-- Start of WORKING DATA --

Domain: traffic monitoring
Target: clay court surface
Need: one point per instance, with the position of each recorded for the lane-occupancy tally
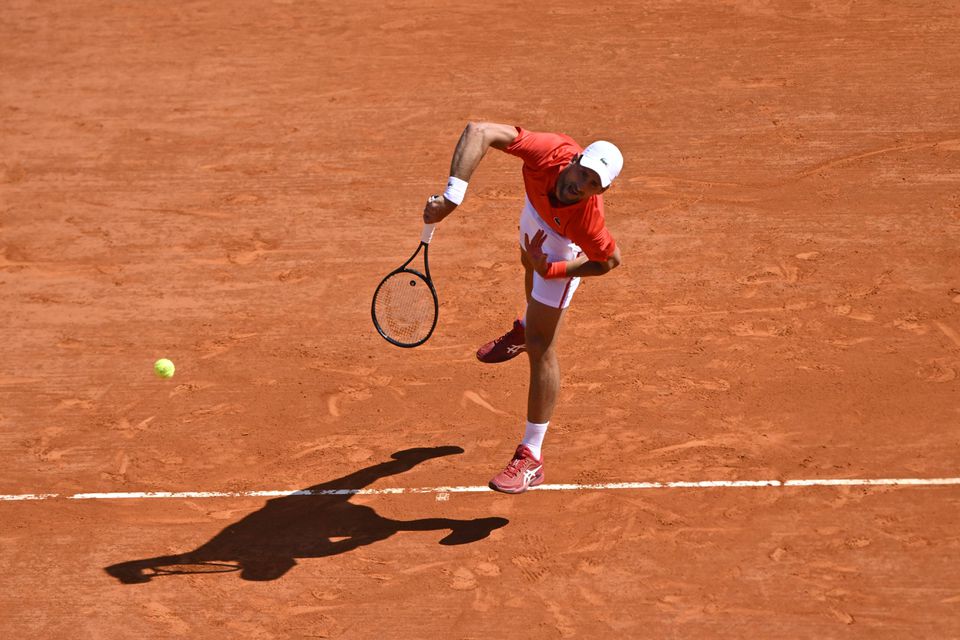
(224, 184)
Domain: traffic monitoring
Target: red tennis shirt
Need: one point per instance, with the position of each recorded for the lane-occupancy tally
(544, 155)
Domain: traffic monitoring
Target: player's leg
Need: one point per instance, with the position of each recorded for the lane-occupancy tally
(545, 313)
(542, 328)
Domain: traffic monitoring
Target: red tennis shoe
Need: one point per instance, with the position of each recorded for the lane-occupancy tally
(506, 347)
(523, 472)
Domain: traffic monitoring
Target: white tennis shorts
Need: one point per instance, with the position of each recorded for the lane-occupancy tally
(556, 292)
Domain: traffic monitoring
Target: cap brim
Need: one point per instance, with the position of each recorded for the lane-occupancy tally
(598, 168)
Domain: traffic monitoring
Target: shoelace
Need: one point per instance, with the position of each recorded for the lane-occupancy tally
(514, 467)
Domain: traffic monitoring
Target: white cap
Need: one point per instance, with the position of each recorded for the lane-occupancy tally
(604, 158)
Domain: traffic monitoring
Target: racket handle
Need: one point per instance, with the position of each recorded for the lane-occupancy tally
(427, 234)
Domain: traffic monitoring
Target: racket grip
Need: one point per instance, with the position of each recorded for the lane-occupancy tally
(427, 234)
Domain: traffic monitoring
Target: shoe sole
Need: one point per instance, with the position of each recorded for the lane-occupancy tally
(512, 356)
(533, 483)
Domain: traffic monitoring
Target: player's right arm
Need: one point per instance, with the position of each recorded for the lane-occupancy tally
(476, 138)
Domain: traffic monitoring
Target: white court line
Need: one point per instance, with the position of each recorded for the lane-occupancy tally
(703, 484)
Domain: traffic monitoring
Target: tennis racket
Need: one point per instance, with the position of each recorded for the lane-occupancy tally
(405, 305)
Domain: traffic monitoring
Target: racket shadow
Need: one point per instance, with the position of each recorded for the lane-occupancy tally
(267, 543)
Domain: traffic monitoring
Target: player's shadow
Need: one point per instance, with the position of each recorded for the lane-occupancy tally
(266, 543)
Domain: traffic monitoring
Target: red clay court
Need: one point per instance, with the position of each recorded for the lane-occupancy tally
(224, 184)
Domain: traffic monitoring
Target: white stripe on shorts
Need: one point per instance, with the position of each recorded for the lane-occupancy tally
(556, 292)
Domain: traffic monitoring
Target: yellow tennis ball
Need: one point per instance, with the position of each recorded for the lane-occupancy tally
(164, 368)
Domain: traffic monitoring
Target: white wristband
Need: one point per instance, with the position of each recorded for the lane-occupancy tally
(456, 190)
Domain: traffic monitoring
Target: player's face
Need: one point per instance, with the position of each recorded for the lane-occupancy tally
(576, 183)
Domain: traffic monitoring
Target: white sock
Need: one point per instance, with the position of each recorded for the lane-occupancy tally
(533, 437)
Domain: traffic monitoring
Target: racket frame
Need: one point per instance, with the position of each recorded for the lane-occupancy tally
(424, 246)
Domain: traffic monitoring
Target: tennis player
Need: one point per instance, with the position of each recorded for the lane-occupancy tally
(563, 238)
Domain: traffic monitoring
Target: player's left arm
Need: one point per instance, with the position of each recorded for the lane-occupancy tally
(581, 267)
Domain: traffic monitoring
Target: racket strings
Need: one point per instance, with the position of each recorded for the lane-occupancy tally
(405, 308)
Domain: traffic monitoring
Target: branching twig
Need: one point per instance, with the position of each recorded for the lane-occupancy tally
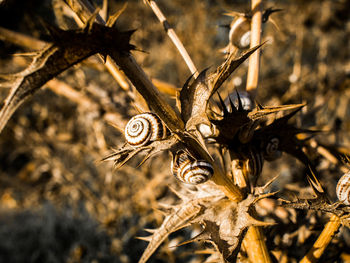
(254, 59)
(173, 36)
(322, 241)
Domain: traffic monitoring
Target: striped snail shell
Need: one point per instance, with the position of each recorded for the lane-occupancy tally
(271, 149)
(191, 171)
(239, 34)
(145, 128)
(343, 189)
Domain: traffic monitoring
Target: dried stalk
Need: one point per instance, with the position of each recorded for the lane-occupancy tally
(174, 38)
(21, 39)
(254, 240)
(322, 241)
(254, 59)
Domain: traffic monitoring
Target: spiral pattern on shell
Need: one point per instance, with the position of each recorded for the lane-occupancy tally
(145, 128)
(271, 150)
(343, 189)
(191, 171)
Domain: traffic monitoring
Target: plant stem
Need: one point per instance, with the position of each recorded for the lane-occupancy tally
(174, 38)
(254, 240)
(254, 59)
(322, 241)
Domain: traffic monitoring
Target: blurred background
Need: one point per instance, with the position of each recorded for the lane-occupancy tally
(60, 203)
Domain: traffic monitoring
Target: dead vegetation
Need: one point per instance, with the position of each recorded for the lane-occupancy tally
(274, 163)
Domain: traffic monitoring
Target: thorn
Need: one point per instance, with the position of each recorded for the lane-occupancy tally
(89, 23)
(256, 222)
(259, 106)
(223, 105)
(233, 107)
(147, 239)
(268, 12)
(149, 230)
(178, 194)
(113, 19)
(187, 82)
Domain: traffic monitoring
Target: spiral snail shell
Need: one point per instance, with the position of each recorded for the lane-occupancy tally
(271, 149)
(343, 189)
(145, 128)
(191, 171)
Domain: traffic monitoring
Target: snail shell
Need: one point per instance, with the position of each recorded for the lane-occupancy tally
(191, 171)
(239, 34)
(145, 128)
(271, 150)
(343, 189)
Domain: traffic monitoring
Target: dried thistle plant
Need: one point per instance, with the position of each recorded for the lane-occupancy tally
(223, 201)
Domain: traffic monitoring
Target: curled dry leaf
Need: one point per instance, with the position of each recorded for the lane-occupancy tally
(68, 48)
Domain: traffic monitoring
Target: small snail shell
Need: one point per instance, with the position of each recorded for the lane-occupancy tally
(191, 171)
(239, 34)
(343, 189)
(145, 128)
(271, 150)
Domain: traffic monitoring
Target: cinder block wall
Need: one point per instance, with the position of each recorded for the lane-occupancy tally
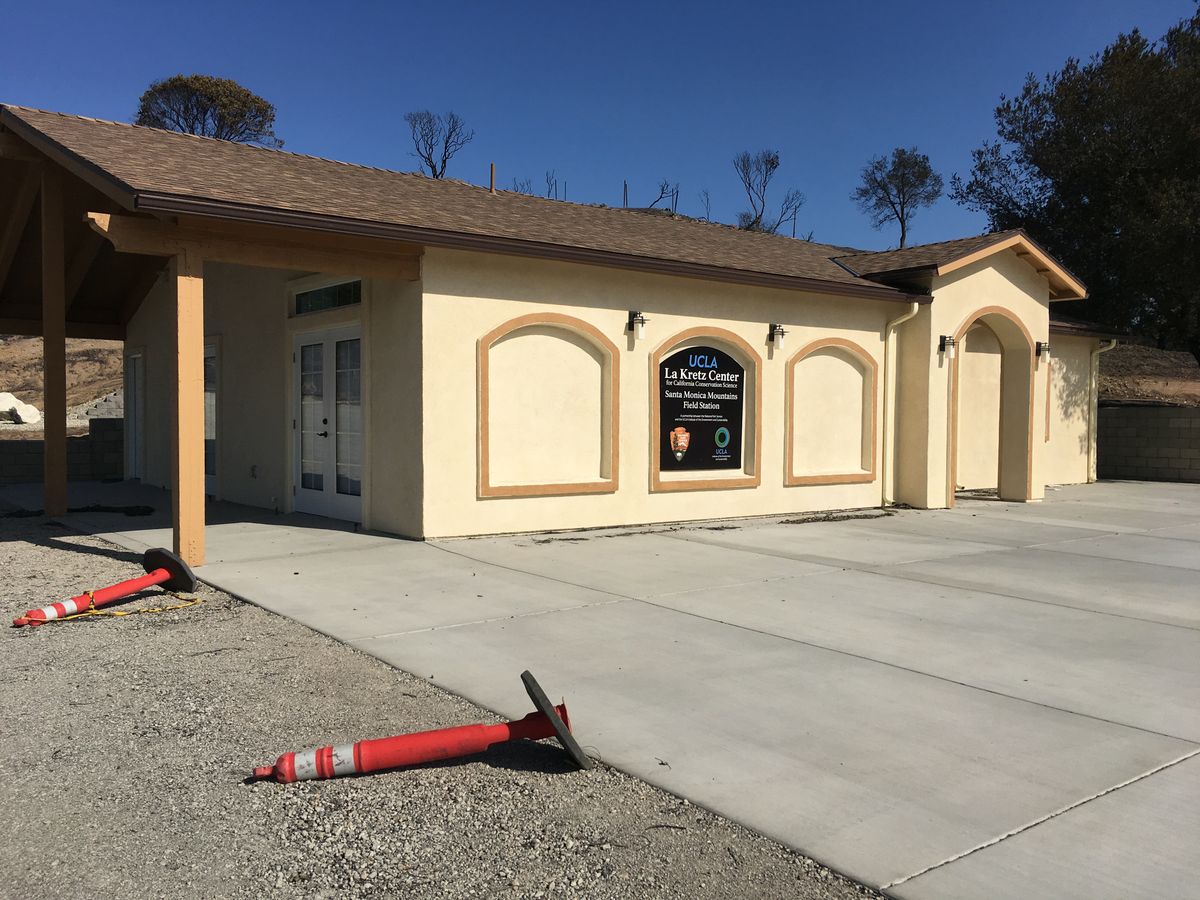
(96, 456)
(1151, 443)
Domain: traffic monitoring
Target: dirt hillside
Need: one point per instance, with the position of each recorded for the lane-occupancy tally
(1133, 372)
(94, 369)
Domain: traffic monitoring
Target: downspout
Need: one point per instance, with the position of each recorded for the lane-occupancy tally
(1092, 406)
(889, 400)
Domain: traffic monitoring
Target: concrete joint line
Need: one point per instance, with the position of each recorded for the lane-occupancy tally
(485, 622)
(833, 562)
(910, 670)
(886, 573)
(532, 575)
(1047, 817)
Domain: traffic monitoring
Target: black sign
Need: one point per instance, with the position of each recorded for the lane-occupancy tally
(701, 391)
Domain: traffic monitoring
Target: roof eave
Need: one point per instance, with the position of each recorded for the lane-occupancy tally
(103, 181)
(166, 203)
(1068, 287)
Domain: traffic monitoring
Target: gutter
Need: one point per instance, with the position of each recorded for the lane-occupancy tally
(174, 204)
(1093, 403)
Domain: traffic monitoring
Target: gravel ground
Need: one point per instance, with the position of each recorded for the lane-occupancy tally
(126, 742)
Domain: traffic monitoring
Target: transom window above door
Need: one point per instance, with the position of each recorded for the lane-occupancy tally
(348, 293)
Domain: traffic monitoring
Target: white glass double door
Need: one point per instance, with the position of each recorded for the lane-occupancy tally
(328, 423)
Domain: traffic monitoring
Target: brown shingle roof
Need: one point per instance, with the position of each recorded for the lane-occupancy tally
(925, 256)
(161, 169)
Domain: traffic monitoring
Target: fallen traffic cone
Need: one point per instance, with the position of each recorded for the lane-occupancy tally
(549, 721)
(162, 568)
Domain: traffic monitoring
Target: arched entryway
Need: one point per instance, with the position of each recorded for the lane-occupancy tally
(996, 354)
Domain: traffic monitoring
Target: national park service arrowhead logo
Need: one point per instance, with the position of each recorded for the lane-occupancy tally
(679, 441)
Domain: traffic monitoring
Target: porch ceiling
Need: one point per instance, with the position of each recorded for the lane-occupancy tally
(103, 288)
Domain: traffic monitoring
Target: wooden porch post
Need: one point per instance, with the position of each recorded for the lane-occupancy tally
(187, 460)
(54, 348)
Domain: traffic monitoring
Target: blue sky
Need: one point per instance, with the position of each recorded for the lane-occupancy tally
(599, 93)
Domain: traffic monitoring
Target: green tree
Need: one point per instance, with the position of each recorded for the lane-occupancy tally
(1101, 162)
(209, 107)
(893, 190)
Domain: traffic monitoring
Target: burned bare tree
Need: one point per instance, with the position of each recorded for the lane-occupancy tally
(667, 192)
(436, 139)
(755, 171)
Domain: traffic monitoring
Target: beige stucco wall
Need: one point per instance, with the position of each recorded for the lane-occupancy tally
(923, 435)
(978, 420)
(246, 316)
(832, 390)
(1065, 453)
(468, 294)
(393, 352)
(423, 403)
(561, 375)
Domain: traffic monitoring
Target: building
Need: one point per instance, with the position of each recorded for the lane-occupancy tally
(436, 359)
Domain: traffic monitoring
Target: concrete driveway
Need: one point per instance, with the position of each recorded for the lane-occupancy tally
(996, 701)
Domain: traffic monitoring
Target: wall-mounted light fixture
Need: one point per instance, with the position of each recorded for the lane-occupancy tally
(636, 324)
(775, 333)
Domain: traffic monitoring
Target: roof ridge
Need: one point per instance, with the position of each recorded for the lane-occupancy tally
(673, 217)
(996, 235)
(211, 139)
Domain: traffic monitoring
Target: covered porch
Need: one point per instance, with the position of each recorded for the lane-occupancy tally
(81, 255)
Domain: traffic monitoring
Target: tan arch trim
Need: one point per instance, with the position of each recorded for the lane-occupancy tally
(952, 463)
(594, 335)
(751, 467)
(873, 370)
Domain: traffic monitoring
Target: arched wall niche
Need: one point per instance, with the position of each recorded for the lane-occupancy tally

-- End of WORKING DATA --

● WORK TO DO
List every line of the material above that contains the word "porch", matching case exactly.

● EXERCISE ANSWER
Target: porch ceiling
Target: wooden porch post
Target: covered porch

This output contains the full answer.